▸ **Exercise instructions**
Return every line in the items below that contains the word "wooden".
■ ■ ■
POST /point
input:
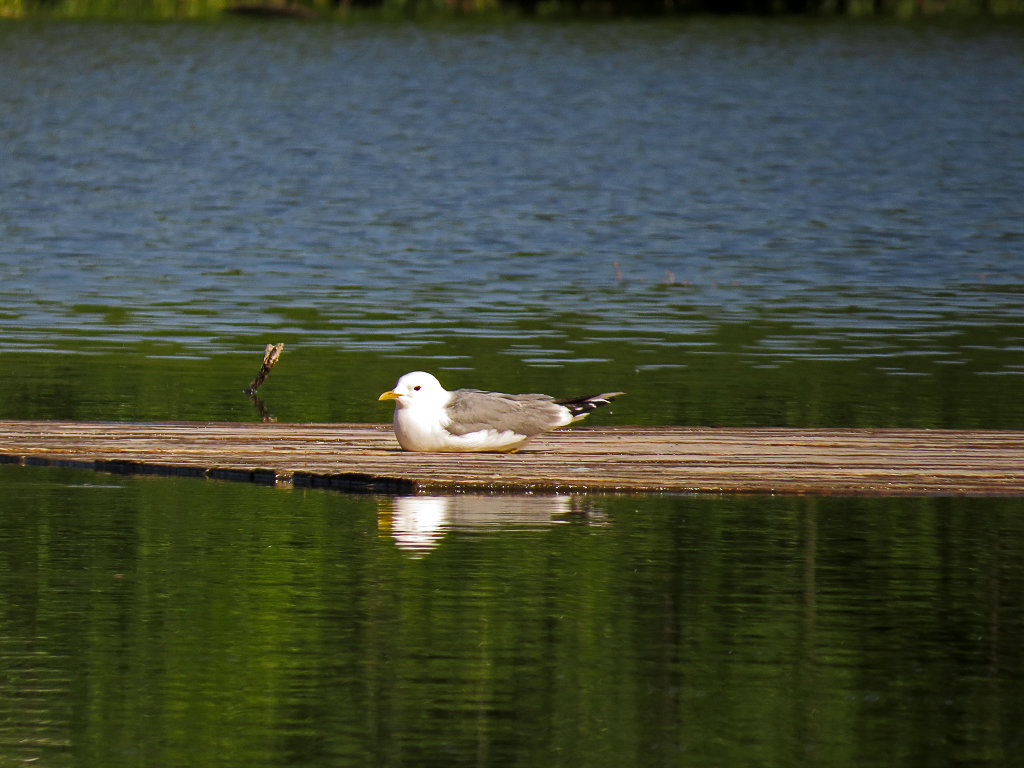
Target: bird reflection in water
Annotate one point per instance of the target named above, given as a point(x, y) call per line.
point(418, 523)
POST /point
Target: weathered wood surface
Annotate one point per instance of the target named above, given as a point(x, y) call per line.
point(366, 457)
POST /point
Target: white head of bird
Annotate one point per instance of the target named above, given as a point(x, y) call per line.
point(417, 388)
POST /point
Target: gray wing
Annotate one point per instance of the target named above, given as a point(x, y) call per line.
point(472, 410)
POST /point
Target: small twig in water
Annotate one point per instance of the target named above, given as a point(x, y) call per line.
point(270, 356)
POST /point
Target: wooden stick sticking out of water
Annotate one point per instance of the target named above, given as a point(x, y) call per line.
point(270, 355)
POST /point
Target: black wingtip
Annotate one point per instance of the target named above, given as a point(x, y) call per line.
point(585, 404)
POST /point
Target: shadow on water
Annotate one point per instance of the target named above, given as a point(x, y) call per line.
point(188, 621)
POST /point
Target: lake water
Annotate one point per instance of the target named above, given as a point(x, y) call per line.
point(741, 222)
point(737, 222)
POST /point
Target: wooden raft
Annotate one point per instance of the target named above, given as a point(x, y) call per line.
point(366, 458)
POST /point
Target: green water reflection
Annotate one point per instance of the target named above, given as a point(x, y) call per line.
point(162, 622)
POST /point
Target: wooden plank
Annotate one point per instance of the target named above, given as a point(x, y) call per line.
point(366, 457)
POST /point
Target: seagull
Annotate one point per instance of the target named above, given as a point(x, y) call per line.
point(428, 418)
■ ■ ■
▸ **Output of the exercise**
Target: wooden stick sticking out of water
Target: wooden raft
Target: wooden plank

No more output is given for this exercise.